[Point localization data]
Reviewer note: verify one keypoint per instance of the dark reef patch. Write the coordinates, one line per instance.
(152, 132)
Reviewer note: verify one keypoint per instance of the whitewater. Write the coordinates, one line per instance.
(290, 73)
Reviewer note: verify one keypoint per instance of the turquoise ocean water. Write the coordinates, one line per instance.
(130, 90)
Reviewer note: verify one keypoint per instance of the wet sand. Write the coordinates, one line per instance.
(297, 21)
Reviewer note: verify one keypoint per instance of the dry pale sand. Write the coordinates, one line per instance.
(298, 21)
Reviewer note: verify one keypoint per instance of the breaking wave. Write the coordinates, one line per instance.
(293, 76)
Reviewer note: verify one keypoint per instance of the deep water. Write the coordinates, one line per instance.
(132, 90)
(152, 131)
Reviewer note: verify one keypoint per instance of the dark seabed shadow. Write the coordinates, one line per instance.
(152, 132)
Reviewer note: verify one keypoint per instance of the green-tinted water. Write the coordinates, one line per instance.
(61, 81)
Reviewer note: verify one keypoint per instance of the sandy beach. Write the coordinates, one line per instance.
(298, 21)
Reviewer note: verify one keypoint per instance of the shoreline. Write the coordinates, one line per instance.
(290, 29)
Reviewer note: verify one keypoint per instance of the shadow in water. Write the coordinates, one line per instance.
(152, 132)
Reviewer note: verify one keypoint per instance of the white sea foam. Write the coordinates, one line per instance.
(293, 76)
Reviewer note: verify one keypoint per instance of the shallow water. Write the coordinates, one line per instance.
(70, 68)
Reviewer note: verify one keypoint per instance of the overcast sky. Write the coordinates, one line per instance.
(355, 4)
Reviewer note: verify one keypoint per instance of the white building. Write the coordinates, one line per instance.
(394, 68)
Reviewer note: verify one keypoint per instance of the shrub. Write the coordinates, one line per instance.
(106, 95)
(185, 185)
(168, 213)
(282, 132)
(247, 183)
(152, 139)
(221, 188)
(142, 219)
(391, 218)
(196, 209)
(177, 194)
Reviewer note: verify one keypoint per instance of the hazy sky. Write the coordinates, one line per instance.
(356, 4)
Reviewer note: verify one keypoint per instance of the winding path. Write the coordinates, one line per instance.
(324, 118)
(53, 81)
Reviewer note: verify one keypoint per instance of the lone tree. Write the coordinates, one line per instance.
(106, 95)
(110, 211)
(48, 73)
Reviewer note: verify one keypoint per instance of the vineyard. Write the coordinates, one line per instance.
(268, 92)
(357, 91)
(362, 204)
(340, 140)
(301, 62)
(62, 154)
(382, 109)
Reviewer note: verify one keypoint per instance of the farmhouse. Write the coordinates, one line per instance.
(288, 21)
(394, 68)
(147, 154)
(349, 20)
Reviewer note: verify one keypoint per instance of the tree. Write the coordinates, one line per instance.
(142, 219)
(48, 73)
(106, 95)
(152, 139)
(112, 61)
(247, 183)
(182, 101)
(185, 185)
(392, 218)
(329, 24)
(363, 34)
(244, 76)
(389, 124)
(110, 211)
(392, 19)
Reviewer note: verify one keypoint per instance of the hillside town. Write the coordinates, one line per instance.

- [Try it]: All the records above need to be set down again exactly as they were given.

- [Answer to this task]:
Reviewer note: verify one keypoint per instance of the dark reef patch. Write the coordinates, one line per instance.
(152, 132)
Reviewer note: verify one keypoint per instance of the whitewater. Write the coordinates, one line per instance.
(290, 73)
Reviewer note: verify one keypoint per instance of the turquoise ocean water. Write the coordinates, one line per instance.
(130, 90)
Reviewer note: verify one keypoint per instance of the wet sand. Write the coordinates, one line per instance.
(297, 21)
Reviewer note: verify one keypoint per instance of the dry pale sand. Write the coordinates, one line per instance.
(298, 21)
Reviewer note: verify one keypoint per instance of the breaking wave. Write the coordinates, one line per instance.
(293, 76)
Reviewer note: verify one keypoint per instance of the deep water. Write the coordinates, one line per instance.
(132, 90)
(152, 131)
Reviewer note: verify one keypoint per instance of the dark seabed shadow. Write the coordinates, one line per instance.
(152, 132)
Reviewer note: verify one keypoint per instance of the green-tinted water. Write the coordinates, one line per instance.
(61, 81)
Reviewer note: verify one keypoint per instance of the sandy beach. Write the coordinates, one line per instance.
(298, 21)
Reviewer note: verify one keypoint per instance of the shoreline. Write the coordinates, one line per instance.
(290, 29)
Reviewer note: verify one keypoint per instance of the shadow in water. Write the coordinates, one line per instance.
(152, 132)
Reviewer note: verify one keypoint per instance of the white sea foam. Write the coordinates, one line per instance.
(293, 76)
Reviewer note: verify one keypoint per instance of the shallow water. Write the coordinates, one line per instance.
(70, 68)
Reviewer note: verify one keypoint per instance of the overcast sky. Write the coordinates, one line per instance.
(355, 4)
Reviewer note: verify one keypoint per instance of the white building. Write the coordinates, one line per instance.
(394, 68)
Reviewer note: verify one keypoint per instance of the shrub. Write the coordinates, one line per instance.
(106, 95)
(185, 185)
(168, 213)
(282, 132)
(247, 183)
(152, 139)
(221, 188)
(142, 219)
(391, 218)
(196, 209)
(177, 194)
Reviewer note: verify one keypoint per instance of the hazy sky. Write the coordinates, one line per instance.
(356, 4)
Reviewer note: verify one keypoint per instance of the winding path. Write the coordinates, one line per instance.
(324, 118)
(53, 81)
Reviewer note: verify one keypoint per instance of the lone tree. Write the coordinates, one line per instance.
(106, 95)
(110, 211)
(48, 73)
Reviewer note: verify one keypoint per instance of the vineyard. Write the coordinates, one line per instance.
(268, 92)
(357, 91)
(362, 204)
(340, 140)
(301, 62)
(62, 154)
(382, 109)
Reviewer note: verify one keypoint per instance of the farmhouse. Write the coordinates, one line per instance.
(288, 21)
(394, 68)
(147, 154)
(349, 20)
Reviewer note: verify one keypoint per instance of the tree. Write the coordinates, one line per instance.
(142, 219)
(48, 73)
(106, 95)
(152, 139)
(112, 61)
(247, 183)
(182, 101)
(185, 185)
(392, 218)
(329, 24)
(363, 34)
(244, 76)
(389, 124)
(110, 211)
(392, 19)
Reviewer note: verify one keypoint per instance of the hillside town. Write the coordinates, one line per instance.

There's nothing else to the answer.